YOUR INSTRUCTIONS
Please pick out each line below that contains the string "frog" and copy those lines in full.

TASK MATERIAL
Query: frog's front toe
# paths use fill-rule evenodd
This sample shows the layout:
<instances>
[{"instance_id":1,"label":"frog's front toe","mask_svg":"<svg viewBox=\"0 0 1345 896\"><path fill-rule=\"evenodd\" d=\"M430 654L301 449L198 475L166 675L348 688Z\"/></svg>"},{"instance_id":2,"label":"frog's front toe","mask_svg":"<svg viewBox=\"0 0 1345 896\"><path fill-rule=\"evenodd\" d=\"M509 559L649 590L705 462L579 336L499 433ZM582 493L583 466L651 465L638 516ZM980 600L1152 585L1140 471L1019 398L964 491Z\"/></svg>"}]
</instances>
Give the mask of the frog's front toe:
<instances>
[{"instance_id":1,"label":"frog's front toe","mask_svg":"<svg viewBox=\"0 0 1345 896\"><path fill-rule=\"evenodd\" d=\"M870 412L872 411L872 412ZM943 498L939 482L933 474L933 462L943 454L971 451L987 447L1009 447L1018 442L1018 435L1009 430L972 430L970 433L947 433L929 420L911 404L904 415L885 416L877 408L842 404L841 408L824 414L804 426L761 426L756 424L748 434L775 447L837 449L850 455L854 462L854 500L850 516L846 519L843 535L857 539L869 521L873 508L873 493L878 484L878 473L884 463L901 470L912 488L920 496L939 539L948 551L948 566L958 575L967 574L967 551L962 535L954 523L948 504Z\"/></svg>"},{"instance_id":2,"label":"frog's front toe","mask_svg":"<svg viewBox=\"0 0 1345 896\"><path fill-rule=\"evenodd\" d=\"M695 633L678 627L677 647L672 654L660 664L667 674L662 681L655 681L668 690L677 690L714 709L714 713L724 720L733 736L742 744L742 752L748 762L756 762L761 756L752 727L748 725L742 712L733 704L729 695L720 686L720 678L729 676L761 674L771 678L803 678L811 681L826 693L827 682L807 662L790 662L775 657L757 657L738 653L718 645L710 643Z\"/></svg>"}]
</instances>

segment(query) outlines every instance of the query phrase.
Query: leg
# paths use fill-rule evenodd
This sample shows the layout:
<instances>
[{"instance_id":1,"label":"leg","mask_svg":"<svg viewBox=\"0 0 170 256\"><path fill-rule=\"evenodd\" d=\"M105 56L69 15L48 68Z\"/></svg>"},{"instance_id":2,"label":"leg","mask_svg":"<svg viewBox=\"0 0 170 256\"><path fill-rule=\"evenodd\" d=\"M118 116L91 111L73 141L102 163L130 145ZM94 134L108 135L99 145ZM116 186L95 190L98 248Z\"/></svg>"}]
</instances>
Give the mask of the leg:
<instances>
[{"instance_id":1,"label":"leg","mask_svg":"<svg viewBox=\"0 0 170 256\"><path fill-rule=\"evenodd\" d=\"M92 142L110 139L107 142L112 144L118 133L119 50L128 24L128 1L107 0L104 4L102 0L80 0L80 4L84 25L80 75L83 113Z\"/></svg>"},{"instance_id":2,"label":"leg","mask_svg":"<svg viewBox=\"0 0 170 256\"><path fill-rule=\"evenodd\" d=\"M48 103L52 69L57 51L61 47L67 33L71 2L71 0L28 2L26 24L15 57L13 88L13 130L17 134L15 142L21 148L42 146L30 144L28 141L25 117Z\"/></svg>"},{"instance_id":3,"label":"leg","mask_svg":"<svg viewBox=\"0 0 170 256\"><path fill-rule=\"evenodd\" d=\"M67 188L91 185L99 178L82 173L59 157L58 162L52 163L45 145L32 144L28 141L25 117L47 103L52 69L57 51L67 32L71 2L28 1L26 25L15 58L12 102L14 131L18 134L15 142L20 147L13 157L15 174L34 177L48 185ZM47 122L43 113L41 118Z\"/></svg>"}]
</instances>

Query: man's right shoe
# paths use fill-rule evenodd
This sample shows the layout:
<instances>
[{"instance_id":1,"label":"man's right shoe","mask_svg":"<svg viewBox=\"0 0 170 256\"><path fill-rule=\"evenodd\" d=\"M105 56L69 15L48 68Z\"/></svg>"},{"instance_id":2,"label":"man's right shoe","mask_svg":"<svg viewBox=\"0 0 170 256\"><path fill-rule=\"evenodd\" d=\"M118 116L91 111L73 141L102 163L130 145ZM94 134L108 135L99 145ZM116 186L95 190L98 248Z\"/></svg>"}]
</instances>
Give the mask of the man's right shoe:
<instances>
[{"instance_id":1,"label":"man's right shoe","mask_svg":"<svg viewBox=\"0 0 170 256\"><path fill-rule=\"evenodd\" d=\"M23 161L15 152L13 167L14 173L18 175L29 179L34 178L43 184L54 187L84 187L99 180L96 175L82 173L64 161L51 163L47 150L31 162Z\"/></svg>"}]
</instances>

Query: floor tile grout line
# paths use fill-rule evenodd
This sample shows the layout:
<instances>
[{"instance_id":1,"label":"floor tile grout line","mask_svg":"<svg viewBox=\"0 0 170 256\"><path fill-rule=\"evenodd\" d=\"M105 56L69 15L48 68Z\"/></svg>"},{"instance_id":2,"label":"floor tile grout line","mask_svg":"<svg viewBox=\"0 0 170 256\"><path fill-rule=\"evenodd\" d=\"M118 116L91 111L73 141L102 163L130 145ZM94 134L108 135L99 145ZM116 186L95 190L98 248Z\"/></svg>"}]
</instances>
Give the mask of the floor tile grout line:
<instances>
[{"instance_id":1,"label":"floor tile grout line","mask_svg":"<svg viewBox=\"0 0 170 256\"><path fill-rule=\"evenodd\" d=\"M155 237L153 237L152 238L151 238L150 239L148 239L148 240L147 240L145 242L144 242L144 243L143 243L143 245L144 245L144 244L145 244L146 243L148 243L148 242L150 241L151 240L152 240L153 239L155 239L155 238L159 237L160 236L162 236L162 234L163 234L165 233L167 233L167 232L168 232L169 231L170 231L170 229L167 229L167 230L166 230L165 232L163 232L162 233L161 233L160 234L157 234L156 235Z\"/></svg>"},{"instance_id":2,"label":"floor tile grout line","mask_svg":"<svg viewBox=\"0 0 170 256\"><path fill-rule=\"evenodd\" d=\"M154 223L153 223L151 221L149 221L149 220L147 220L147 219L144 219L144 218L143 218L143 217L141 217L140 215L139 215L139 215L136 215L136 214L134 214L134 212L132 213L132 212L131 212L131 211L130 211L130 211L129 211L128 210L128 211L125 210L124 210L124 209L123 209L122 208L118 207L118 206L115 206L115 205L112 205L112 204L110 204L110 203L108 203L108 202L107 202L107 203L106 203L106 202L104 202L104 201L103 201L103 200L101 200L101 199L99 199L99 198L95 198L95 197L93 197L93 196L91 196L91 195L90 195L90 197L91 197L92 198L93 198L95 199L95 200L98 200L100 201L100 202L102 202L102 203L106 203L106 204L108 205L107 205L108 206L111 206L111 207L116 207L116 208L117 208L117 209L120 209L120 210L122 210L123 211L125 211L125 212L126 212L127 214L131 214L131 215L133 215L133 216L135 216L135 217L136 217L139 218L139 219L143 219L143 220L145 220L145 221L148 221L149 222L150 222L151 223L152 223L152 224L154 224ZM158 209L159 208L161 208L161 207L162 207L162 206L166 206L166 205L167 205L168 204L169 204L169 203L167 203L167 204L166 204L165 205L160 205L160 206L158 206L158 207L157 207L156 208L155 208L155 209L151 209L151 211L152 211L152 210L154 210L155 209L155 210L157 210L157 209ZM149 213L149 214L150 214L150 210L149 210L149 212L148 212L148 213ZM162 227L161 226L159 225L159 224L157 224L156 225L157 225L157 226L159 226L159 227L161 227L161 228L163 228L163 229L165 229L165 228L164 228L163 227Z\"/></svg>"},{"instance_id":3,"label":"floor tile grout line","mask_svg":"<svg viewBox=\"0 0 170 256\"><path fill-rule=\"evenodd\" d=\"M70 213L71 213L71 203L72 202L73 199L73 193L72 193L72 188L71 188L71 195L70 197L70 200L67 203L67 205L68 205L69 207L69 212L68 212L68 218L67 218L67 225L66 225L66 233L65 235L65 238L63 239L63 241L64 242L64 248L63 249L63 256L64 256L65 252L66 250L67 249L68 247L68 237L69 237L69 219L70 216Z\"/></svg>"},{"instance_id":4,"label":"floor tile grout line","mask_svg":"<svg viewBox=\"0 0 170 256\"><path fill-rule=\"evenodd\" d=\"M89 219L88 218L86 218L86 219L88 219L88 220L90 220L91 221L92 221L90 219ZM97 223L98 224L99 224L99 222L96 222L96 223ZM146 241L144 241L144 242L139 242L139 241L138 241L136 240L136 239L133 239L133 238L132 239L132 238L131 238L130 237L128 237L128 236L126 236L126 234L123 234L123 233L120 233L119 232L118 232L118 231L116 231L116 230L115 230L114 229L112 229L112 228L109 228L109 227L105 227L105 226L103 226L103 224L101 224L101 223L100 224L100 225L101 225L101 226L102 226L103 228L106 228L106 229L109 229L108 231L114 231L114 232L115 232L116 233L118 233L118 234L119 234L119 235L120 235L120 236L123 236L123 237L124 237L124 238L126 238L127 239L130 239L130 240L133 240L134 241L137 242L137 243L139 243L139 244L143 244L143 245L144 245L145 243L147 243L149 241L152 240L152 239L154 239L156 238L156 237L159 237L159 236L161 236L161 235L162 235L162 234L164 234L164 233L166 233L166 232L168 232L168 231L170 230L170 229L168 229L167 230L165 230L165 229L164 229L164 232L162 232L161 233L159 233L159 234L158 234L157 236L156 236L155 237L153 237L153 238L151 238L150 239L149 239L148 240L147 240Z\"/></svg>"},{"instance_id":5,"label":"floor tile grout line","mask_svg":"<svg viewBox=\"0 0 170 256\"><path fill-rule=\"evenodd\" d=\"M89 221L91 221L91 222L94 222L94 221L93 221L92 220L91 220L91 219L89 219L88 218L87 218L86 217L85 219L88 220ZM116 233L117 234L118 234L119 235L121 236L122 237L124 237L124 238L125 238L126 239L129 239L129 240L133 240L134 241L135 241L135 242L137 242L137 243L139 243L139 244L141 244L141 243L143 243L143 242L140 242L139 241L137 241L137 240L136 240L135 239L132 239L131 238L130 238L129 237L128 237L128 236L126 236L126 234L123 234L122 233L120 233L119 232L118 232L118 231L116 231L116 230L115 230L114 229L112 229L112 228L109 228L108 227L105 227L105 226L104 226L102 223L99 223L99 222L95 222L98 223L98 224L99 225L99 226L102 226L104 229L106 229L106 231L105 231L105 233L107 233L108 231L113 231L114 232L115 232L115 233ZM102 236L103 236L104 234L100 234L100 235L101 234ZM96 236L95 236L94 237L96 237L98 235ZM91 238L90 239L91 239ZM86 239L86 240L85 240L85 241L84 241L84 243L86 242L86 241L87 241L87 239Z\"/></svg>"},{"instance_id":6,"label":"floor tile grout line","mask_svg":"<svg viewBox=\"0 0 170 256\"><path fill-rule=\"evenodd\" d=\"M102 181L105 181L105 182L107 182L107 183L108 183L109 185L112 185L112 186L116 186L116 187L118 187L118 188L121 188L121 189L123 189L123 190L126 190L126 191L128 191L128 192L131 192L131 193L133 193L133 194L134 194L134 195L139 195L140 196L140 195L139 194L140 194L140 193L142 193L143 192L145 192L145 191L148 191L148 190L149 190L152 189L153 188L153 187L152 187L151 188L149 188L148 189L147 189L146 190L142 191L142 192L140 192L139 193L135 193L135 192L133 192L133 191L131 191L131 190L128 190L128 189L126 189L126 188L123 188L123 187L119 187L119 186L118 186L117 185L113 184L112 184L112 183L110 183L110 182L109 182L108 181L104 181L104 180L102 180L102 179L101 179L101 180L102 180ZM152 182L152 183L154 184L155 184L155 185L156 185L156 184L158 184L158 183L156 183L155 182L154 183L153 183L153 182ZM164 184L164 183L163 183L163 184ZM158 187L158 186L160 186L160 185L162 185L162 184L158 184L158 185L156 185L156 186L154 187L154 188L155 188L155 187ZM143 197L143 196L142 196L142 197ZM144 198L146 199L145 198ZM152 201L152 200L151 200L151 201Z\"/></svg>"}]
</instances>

TASK OUTPUT
Query: frog's front toe
[{"instance_id":1,"label":"frog's front toe","mask_svg":"<svg viewBox=\"0 0 1345 896\"><path fill-rule=\"evenodd\" d=\"M430 654L301 449L198 475L166 675L348 688Z\"/></svg>"},{"instance_id":2,"label":"frog's front toe","mask_svg":"<svg viewBox=\"0 0 1345 896\"><path fill-rule=\"evenodd\" d=\"M509 559L649 590L705 462L579 336L499 433ZM582 493L583 466L651 465L638 516ZM980 600L1152 585L1140 471L1019 398L964 491Z\"/></svg>"}]
Give the mask of the frog's front toe:
[{"instance_id":1,"label":"frog's front toe","mask_svg":"<svg viewBox=\"0 0 1345 896\"><path fill-rule=\"evenodd\" d=\"M870 412L872 411L872 412ZM943 498L939 482L933 474L933 462L943 454L971 451L987 447L1009 447L1018 442L1018 435L1009 430L972 430L970 433L947 433L929 420L911 404L904 415L885 416L877 408L842 404L841 408L824 414L804 426L761 426L756 424L748 434L775 447L837 449L850 455L854 462L854 500L850 516L846 519L843 535L857 539L869 521L873 508L873 493L878 484L878 473L884 463L901 470L912 488L920 496L939 539L948 551L948 566L958 575L967 574L967 551L962 535L954 523L948 504Z\"/></svg>"},{"instance_id":2,"label":"frog's front toe","mask_svg":"<svg viewBox=\"0 0 1345 896\"><path fill-rule=\"evenodd\" d=\"M695 633L678 627L677 647L672 654L660 664L667 674L662 681L655 681L668 690L677 690L714 709L714 713L724 720L733 736L742 744L742 752L748 762L756 762L761 756L752 727L748 725L742 712L733 704L729 695L720 686L720 678L729 676L761 674L771 678L803 678L811 681L826 693L827 682L807 662L790 662L775 657L757 657L738 653L718 645L710 643Z\"/></svg>"}]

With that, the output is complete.